* [What you need to do]: Give every entry again, word for word and in full.

─── Records for this exercise ───

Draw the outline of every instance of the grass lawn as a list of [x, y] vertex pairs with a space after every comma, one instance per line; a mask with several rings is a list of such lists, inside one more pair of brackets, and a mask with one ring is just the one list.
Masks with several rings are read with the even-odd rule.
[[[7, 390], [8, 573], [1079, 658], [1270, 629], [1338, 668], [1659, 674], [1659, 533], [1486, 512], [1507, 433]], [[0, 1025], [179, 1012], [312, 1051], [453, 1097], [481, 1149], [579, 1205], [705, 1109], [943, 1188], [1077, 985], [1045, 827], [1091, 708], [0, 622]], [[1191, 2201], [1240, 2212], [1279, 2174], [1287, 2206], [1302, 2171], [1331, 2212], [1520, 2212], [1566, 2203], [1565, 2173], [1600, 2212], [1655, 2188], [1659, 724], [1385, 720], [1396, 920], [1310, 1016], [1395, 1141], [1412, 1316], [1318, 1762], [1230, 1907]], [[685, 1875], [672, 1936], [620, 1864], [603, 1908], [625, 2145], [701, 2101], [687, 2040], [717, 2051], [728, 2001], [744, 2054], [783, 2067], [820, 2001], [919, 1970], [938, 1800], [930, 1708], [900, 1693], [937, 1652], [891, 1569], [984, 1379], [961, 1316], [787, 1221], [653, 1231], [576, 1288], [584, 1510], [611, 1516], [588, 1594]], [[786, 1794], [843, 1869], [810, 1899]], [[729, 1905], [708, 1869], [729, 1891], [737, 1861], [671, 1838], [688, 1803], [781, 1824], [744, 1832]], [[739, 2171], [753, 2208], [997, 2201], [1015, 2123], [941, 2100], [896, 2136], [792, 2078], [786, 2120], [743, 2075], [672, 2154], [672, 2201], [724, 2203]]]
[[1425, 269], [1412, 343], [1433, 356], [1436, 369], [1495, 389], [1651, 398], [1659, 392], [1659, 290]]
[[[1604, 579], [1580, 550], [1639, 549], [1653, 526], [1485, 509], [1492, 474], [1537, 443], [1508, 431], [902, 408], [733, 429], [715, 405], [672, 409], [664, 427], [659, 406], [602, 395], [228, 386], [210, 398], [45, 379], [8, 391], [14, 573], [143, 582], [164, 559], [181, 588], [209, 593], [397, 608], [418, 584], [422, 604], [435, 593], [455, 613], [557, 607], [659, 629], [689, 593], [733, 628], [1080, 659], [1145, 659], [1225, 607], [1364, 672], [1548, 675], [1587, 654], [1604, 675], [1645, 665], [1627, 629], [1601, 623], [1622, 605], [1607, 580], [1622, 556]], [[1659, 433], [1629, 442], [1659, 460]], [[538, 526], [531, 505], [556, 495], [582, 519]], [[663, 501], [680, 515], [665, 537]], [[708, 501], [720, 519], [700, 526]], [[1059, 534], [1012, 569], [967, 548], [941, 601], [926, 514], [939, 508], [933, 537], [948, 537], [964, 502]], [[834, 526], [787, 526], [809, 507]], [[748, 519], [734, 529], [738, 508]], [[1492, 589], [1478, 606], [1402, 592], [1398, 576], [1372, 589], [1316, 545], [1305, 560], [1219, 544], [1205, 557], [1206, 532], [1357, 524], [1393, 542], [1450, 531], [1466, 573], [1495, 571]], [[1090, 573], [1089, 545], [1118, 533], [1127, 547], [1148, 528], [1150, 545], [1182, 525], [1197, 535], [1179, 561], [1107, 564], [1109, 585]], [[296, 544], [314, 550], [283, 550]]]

───

* [Expected answer]:
Draw the outline of every instance of the grass lawn as a list of [x, y] vertex pairs with a space after every comma, one instance per line; a mask with several rings is a list of such lists, inside one more pair of brackets, and a mask with one ring is just the one list.
Masks with several rings are read with the even-odd rule.
[[[7, 390], [8, 573], [1079, 658], [1270, 629], [1338, 668], [1659, 674], [1659, 533], [1486, 512], [1507, 433]], [[0, 1025], [179, 1012], [312, 1051], [453, 1097], [481, 1149], [579, 1205], [705, 1109], [943, 1188], [1077, 985], [1045, 827], [1091, 708], [0, 622]], [[1191, 2201], [1240, 2212], [1279, 2174], [1287, 2206], [1302, 2171], [1331, 2212], [1520, 2212], [1566, 2203], [1565, 2173], [1600, 2212], [1655, 2188], [1659, 724], [1385, 720], [1396, 920], [1310, 1016], [1395, 1141], [1412, 1316], [1318, 1762], [1230, 1907]], [[685, 1875], [672, 1936], [620, 1864], [603, 1908], [625, 2145], [701, 2101], [687, 2040], [717, 2051], [728, 2001], [744, 2054], [783, 2067], [820, 2001], [919, 1970], [938, 1800], [930, 1708], [900, 1693], [937, 1652], [891, 1569], [984, 1379], [961, 1316], [787, 1221], [653, 1231], [576, 1288], [584, 1510], [611, 1516], [588, 1594]], [[786, 1794], [843, 1869], [810, 1899]], [[729, 1905], [708, 1869], [729, 1891], [737, 1861], [671, 1838], [688, 1803], [781, 1824], [744, 1832]], [[739, 2171], [753, 2208], [997, 2201], [1015, 2123], [941, 2100], [896, 2136], [792, 2078], [786, 2120], [743, 2075], [672, 2154], [672, 2201], [724, 2203]]]
[[1425, 269], [1412, 343], [1433, 356], [1436, 369], [1495, 389], [1651, 398], [1659, 392], [1659, 290]]
[[[1604, 579], [1580, 550], [1639, 549], [1653, 526], [1485, 509], [1492, 474], [1537, 443], [1508, 431], [902, 408], [733, 429], [715, 405], [672, 409], [664, 427], [659, 406], [602, 395], [228, 386], [210, 398], [45, 379], [8, 391], [14, 573], [143, 582], [164, 559], [181, 588], [209, 593], [397, 608], [418, 584], [422, 604], [435, 593], [455, 613], [557, 607], [659, 629], [689, 593], [733, 628], [1080, 659], [1145, 659], [1225, 607], [1364, 672], [1548, 675], [1587, 654], [1604, 675], [1645, 665], [1627, 629], [1601, 623], [1622, 605], [1607, 580], [1622, 556]], [[1659, 433], [1629, 442], [1659, 460]], [[538, 526], [531, 505], [556, 495], [582, 519]], [[663, 501], [680, 515], [665, 537]], [[708, 501], [720, 519], [700, 526]], [[1059, 534], [1012, 569], [967, 548], [941, 601], [926, 514], [939, 508], [933, 537], [948, 537], [964, 502]], [[834, 526], [787, 526], [809, 507]], [[748, 519], [734, 529], [738, 508]], [[1492, 589], [1478, 606], [1402, 592], [1398, 576], [1372, 589], [1316, 545], [1305, 560], [1219, 544], [1205, 557], [1206, 532], [1357, 524], [1393, 542], [1450, 531], [1466, 573], [1495, 571]], [[1090, 573], [1089, 545], [1118, 533], [1127, 547], [1148, 528], [1150, 545], [1182, 525], [1197, 535], [1179, 561], [1107, 564], [1109, 585]], [[296, 544], [314, 550], [283, 550]]]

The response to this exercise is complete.